WHAT TO PRODUCE:
Reproduce all of the records below word for word, line by line, with no changes.

── PROVIDED ENTRIES ──

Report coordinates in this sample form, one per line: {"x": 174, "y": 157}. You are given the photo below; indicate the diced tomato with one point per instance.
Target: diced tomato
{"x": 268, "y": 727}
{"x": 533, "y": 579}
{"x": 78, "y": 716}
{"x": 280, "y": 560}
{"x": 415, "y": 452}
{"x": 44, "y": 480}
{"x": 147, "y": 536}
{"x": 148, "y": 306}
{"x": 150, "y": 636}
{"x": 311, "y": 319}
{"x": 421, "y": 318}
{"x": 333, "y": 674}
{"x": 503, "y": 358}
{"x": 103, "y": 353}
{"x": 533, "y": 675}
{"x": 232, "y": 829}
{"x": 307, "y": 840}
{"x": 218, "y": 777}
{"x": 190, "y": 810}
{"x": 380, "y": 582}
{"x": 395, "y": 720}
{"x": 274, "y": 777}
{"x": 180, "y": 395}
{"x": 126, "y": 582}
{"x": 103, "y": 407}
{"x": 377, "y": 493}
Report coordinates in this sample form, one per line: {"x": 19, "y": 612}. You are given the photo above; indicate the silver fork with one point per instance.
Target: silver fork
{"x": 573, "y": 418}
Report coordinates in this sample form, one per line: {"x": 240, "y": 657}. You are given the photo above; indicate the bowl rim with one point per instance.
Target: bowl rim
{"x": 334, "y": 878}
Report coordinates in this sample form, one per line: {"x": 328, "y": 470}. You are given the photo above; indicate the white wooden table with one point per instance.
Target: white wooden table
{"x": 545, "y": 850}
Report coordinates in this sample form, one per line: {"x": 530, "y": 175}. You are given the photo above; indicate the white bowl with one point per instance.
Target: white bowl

───

RIGHT ANSWER:
Report coordinates in this sample form, one per line: {"x": 174, "y": 157}. You are given the photo below; indicate the diced tomato with one point per instance.
Target: diced tomato
{"x": 268, "y": 727}
{"x": 533, "y": 579}
{"x": 78, "y": 716}
{"x": 280, "y": 560}
{"x": 415, "y": 452}
{"x": 44, "y": 480}
{"x": 147, "y": 536}
{"x": 148, "y": 306}
{"x": 150, "y": 636}
{"x": 311, "y": 319}
{"x": 421, "y": 318}
{"x": 333, "y": 674}
{"x": 503, "y": 358}
{"x": 103, "y": 353}
{"x": 533, "y": 675}
{"x": 232, "y": 829}
{"x": 307, "y": 840}
{"x": 218, "y": 777}
{"x": 190, "y": 810}
{"x": 380, "y": 582}
{"x": 395, "y": 720}
{"x": 274, "y": 777}
{"x": 180, "y": 395}
{"x": 126, "y": 582}
{"x": 103, "y": 407}
{"x": 377, "y": 493}
Report coordinates in this sample form, one per line: {"x": 19, "y": 612}. You are given the photo above; indicate the silver fork with one point per instance.
Target: silver fork
{"x": 573, "y": 418}
Report coordinates in this sample form, one per line: {"x": 240, "y": 657}. You are given the photo above; indicate the bowl rim with one point per instance.
Target: bowl rim
{"x": 334, "y": 878}
Report coordinates in this sample form, one per line: {"x": 328, "y": 470}. You are given the photo above; indicate the white wooden table with one point per instance.
Target: white wooden table
{"x": 545, "y": 850}
Report coordinates in this sample form, one per line: {"x": 530, "y": 175}. You are given the photo above; indicate the white bowl with one point per instance.
Target: white bowl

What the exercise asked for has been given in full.